» **SET TASK A**:
Count how many lines in the records contain the word "cliff", treating uppercase and lowercase as different. Reply with the number only.

» **SOURCE EXCERPT**:
F-Test for Equality of Two Variances

NIST/SEMATECH Section 1.3.5.9 F-Test for Equality of Two Variances

What It Is

The F-test for equality of two variances compares the variances of two independent samples by computing their ratio. Under the null hypothesis of equal population variances, this ratio follows an F-distribution.

When to Use It

Use the F-test when you need to determine whether two independent groups have the same variability. It is often used as a preliminary test before the two-sample t-test to decide whether the pooled or Welch version is appropriate. The test is also important in its own right when comparing the precision of two measurement methods or processes.

How to Interpret

If the computed F-statistic exceeds the critical value from the F-distribution at (nu_1, nu_2) degrees of freedom, reject the null hypothesis of equal variances. For a two-sided test, use both upper and lower critical values, or equivalently, double the one-sided p-value. An F-value close to 1 indicates similar variances, while a large F indicates that one group is much more variable than the other. When the F-test rejects equality of variances, use the Welch t-test instead of the pooled t-test for comparing means.

Assumptions and Limitations

The F-test assumes that both samples come from independent, normally distributed populations. Like the chi-square variance test, it is highly sensitive to non-normality, which can produce misleading results. The Levene test is a more robust alternative when normality cannot be assured.

Reference: NIST/SEMATECH e-Handbook, Section 1.3.5.9

Formulas

F-Statistic

F = \frac{s_1^2}{s_2^2}

The ratio of the two sample variances. The more this ratio deviates from 1, the stronger the evidence for unequal population variances.

Degrees of Freedom

\nu_1 = n_1 - 1, \quad \nu_2 = n_2 - 1

The numerator and denominator degrees of freedom correspond to the sample sizes of the two groups minus one.

Python Example

import numpy as np
from scipy import stats

# Two independent samples
sample1 = np.array([24.5, 23.8, 25.1, 22.9, 24.2, 23.6, 25.0, 24.8])
sample2 = np.array([26.3, 27.1, 25.8, 26.9, 27.5, 26.0, 24.5, 28.1])

# Compute F-statistic
var1 = np.var(sample1, ddof=1)
var2 = np.var(sample2, ddof=1)
f_stat = var1 / var2 if var1 >= var2 else var2 / var1

# Degrees of freedom
df1 = len(sample1) - 1 if var1 >= var2 else len(sample2) - 1
df2 = len(sample2) - 1 if var1 >= var2 else len(sample1) - 1

# Two-sided p-value
p_value = 2 * min(stats.f.sf(f_stat, df1, df2),
                  stats.f.cdf(f_stat, df1, df2))

print(f"Variance 1: {var1:.4f}")
print(f"Variance 2: {var2:.4f}")
print(f"F-statistic: {f_stat:.4f}")
print(f"p-value:     {p_value:.6f}")
print(f"Equal variances (alpha=0.05): {p_value > 0.05}")

» **LISTING**:
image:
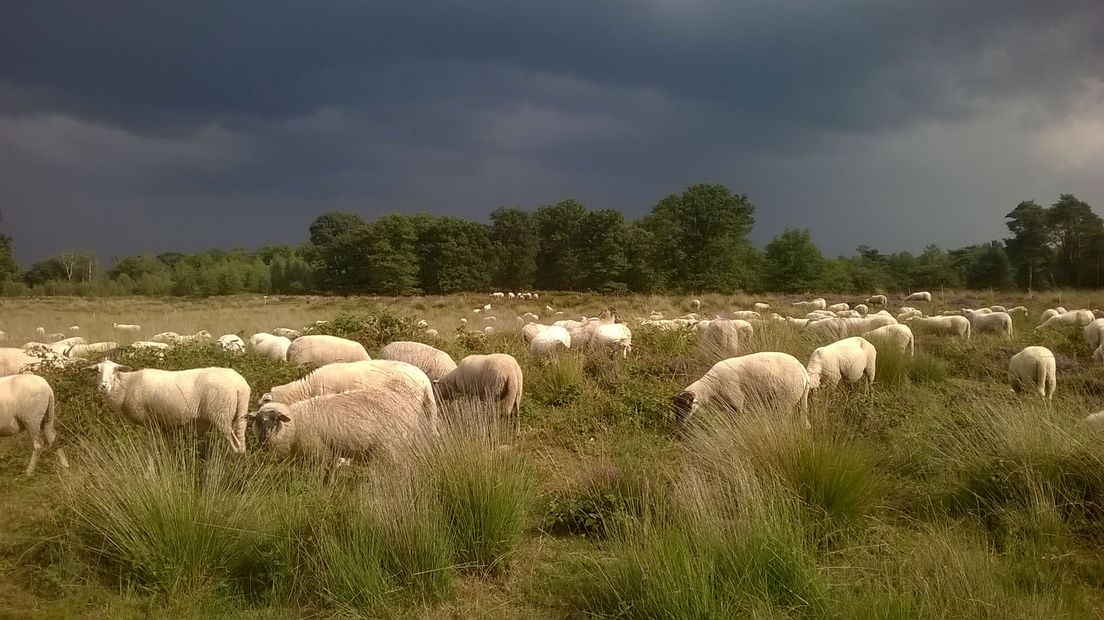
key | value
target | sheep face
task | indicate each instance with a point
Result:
(268, 421)
(686, 404)
(107, 375)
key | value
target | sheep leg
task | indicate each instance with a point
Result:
(35, 450)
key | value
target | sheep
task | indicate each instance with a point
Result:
(168, 338)
(389, 419)
(899, 335)
(28, 404)
(434, 362)
(320, 350)
(351, 376)
(850, 359)
(949, 325)
(232, 343)
(495, 380)
(912, 312)
(761, 381)
(1033, 370)
(209, 397)
(721, 339)
(201, 335)
(550, 341)
(995, 322)
(84, 351)
(1073, 318)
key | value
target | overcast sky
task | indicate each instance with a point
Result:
(131, 127)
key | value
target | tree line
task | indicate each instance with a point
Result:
(692, 242)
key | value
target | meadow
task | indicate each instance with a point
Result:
(934, 493)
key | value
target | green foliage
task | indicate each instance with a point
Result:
(374, 329)
(486, 492)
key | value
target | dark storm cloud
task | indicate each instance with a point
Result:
(189, 125)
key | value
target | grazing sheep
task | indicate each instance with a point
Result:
(721, 339)
(550, 341)
(203, 398)
(1073, 318)
(168, 338)
(201, 335)
(85, 351)
(768, 381)
(1033, 370)
(28, 404)
(899, 335)
(321, 350)
(232, 343)
(434, 362)
(389, 419)
(947, 325)
(495, 380)
(850, 359)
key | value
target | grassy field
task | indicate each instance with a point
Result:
(936, 493)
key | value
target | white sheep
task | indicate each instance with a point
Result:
(232, 343)
(28, 405)
(389, 419)
(850, 359)
(1033, 370)
(167, 338)
(946, 325)
(1073, 318)
(321, 350)
(85, 351)
(1000, 322)
(434, 362)
(898, 335)
(209, 397)
(767, 381)
(549, 341)
(721, 339)
(495, 381)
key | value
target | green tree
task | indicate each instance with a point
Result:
(559, 228)
(513, 236)
(1028, 248)
(701, 238)
(792, 263)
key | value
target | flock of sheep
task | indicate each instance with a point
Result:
(351, 405)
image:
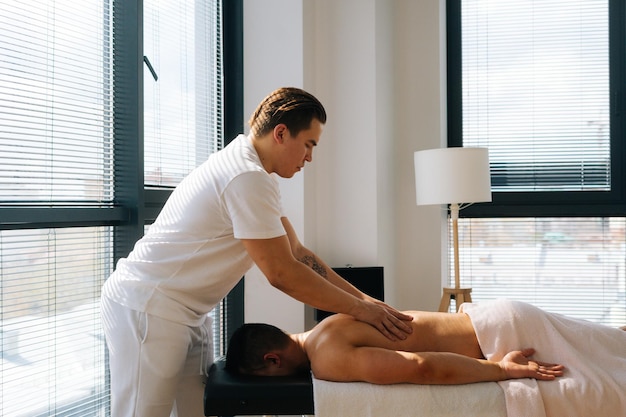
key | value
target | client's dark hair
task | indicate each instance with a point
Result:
(248, 345)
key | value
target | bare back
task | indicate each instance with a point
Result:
(337, 337)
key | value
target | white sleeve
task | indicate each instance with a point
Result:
(253, 202)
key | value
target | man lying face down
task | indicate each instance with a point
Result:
(442, 349)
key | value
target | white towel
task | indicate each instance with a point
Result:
(360, 399)
(595, 357)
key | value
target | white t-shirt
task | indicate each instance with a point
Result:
(192, 255)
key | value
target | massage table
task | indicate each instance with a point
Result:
(227, 394)
(230, 395)
(593, 384)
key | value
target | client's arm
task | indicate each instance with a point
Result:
(382, 366)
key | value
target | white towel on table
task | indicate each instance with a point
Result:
(595, 357)
(360, 399)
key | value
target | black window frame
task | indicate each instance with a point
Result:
(561, 203)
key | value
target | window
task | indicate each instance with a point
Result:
(540, 83)
(72, 193)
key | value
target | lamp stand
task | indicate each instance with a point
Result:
(460, 295)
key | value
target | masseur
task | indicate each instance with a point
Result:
(225, 216)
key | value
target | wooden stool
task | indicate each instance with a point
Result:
(460, 295)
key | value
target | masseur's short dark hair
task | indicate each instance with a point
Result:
(250, 343)
(293, 107)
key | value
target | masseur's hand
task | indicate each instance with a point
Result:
(517, 364)
(389, 321)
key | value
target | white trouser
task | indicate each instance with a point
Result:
(157, 366)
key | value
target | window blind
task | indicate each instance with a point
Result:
(572, 266)
(55, 102)
(535, 91)
(183, 106)
(53, 352)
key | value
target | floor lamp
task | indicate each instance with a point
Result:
(456, 177)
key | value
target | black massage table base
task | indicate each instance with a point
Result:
(226, 394)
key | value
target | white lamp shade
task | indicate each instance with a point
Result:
(452, 176)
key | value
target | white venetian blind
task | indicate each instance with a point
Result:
(183, 107)
(536, 92)
(572, 266)
(53, 351)
(55, 102)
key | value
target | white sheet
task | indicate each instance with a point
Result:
(594, 385)
(360, 399)
(595, 357)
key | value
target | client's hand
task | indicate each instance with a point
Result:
(517, 364)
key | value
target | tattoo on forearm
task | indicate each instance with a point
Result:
(312, 263)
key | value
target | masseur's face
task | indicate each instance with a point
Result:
(297, 150)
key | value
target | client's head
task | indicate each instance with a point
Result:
(263, 349)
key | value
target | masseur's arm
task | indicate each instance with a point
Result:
(383, 366)
(297, 272)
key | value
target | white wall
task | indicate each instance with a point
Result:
(377, 67)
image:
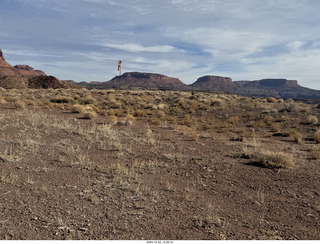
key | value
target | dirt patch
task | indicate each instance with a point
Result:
(67, 178)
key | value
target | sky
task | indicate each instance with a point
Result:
(83, 40)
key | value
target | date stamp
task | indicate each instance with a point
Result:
(160, 242)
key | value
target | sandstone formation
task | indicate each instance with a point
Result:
(24, 76)
(213, 83)
(144, 80)
(7, 69)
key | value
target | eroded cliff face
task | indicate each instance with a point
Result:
(216, 83)
(137, 79)
(272, 83)
(24, 76)
(17, 70)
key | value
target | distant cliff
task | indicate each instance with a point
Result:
(214, 83)
(145, 80)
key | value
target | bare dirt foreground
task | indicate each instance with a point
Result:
(66, 177)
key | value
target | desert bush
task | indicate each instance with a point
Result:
(112, 119)
(139, 113)
(268, 119)
(186, 120)
(155, 121)
(271, 100)
(312, 119)
(78, 108)
(316, 136)
(19, 104)
(216, 102)
(114, 112)
(87, 100)
(283, 118)
(89, 114)
(62, 99)
(276, 127)
(289, 100)
(159, 114)
(260, 124)
(268, 159)
(233, 120)
(315, 153)
(297, 136)
(195, 136)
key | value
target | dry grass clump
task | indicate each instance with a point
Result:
(266, 158)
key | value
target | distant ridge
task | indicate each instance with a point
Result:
(214, 83)
(24, 76)
(144, 80)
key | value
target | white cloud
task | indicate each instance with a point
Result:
(131, 47)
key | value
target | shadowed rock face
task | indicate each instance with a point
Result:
(24, 76)
(7, 69)
(215, 83)
(136, 79)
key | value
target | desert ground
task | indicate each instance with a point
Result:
(147, 165)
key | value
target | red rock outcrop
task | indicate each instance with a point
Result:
(46, 82)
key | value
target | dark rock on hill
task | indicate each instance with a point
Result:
(214, 83)
(144, 80)
(7, 69)
(27, 70)
(46, 82)
(24, 76)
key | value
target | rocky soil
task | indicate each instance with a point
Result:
(66, 177)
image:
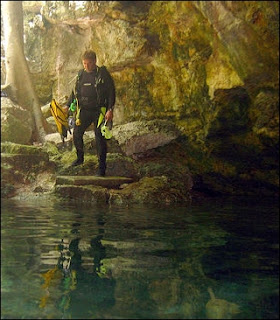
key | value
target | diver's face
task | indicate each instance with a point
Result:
(89, 65)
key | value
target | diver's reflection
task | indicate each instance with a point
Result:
(86, 293)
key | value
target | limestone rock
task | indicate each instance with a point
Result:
(16, 123)
(140, 136)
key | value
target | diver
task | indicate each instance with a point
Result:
(94, 90)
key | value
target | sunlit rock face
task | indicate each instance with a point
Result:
(210, 67)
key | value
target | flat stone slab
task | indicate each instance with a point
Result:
(106, 182)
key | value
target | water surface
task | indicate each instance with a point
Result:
(71, 261)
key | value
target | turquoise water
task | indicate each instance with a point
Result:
(72, 261)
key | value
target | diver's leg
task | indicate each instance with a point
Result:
(101, 148)
(78, 136)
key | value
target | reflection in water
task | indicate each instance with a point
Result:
(218, 261)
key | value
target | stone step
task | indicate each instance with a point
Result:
(106, 182)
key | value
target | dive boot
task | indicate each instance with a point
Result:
(77, 162)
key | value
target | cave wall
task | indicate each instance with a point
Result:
(211, 67)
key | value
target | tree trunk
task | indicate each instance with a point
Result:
(18, 84)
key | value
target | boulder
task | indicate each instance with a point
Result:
(140, 136)
(16, 122)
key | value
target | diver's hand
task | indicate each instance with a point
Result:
(65, 109)
(109, 115)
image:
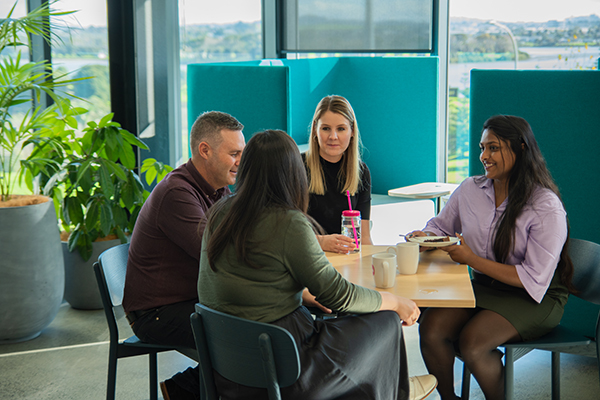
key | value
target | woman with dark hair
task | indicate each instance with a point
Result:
(514, 235)
(334, 166)
(259, 253)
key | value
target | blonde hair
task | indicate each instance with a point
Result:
(351, 166)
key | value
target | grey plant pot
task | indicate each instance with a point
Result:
(81, 288)
(32, 273)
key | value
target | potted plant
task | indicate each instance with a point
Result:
(98, 196)
(31, 262)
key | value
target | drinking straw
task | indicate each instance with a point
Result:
(352, 219)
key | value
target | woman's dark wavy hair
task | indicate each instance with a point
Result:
(528, 172)
(271, 175)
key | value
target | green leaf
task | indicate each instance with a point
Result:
(93, 213)
(150, 175)
(119, 215)
(84, 245)
(120, 234)
(105, 179)
(133, 140)
(128, 195)
(75, 210)
(106, 119)
(71, 121)
(117, 169)
(127, 156)
(74, 238)
(106, 218)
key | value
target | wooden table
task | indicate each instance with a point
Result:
(439, 281)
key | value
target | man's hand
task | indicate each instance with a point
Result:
(310, 301)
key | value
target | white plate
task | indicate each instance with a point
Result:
(423, 241)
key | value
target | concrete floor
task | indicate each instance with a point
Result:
(69, 359)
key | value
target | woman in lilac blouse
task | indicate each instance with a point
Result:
(514, 235)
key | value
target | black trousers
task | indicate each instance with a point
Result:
(170, 325)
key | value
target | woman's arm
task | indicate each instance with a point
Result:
(365, 232)
(336, 243)
(406, 309)
(462, 253)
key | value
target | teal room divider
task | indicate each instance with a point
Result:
(395, 101)
(563, 109)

» **SET TASK B**:
Reproduce the F-test text word for word, starting at the words "NIST/SEMATECH Section 1.3.5.9" and stopping after "follows an F-distribution.".

» **RESULT A**:
2

» **RESULT B**:
NIST/SEMATECH Section 1.3.5.9 F-Test for Equality of Two Variances

What It Is

The F-test for equality of two variances compares the variances of two independent samples by computing their ratio. Under the null hypothesis of equal population variances, this ratio follows an F-distribution.